Task details: Extract each line of the data below that contains the string "water".

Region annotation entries
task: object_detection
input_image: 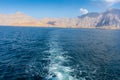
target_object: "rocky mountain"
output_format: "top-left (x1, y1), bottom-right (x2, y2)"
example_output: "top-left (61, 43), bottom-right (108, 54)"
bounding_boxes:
top-left (0, 9), bottom-right (120, 29)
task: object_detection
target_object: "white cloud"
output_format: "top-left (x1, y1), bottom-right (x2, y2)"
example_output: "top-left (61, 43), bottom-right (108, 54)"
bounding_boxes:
top-left (80, 8), bottom-right (88, 14)
top-left (103, 0), bottom-right (120, 6)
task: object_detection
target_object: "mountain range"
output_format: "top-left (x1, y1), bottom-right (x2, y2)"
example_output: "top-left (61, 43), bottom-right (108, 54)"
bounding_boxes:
top-left (0, 9), bottom-right (120, 29)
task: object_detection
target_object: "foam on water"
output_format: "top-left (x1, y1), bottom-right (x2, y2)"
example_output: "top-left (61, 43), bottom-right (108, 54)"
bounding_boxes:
top-left (47, 33), bottom-right (77, 80)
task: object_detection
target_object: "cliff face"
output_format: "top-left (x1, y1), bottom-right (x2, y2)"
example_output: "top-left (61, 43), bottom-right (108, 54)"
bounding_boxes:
top-left (0, 9), bottom-right (120, 29)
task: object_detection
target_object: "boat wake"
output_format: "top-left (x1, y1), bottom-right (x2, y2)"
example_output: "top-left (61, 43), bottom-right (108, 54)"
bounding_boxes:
top-left (47, 33), bottom-right (77, 80)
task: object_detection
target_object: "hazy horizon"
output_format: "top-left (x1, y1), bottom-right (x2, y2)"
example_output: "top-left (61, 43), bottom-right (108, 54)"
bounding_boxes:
top-left (0, 0), bottom-right (120, 18)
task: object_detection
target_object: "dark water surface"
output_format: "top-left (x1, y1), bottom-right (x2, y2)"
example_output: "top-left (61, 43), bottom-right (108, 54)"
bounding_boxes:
top-left (0, 27), bottom-right (120, 80)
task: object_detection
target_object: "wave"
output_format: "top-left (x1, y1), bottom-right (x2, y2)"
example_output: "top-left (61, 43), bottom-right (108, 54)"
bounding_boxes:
top-left (47, 32), bottom-right (77, 80)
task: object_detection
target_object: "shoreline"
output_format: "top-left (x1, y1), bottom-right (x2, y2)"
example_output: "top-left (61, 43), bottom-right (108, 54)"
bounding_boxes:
top-left (0, 25), bottom-right (120, 30)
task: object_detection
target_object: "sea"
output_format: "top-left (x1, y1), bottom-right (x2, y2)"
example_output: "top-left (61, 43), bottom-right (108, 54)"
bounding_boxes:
top-left (0, 26), bottom-right (120, 80)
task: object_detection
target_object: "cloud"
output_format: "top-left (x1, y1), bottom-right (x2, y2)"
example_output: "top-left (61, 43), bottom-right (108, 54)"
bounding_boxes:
top-left (103, 0), bottom-right (120, 6)
top-left (80, 8), bottom-right (89, 14)
top-left (91, 0), bottom-right (120, 7)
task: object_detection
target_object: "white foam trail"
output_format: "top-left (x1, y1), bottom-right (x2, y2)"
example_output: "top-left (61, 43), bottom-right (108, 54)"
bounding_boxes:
top-left (48, 33), bottom-right (77, 80)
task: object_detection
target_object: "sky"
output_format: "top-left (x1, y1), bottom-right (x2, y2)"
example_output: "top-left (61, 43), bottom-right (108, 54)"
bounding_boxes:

Response:
target_object: "foam on water"
target_object: "dark water surface"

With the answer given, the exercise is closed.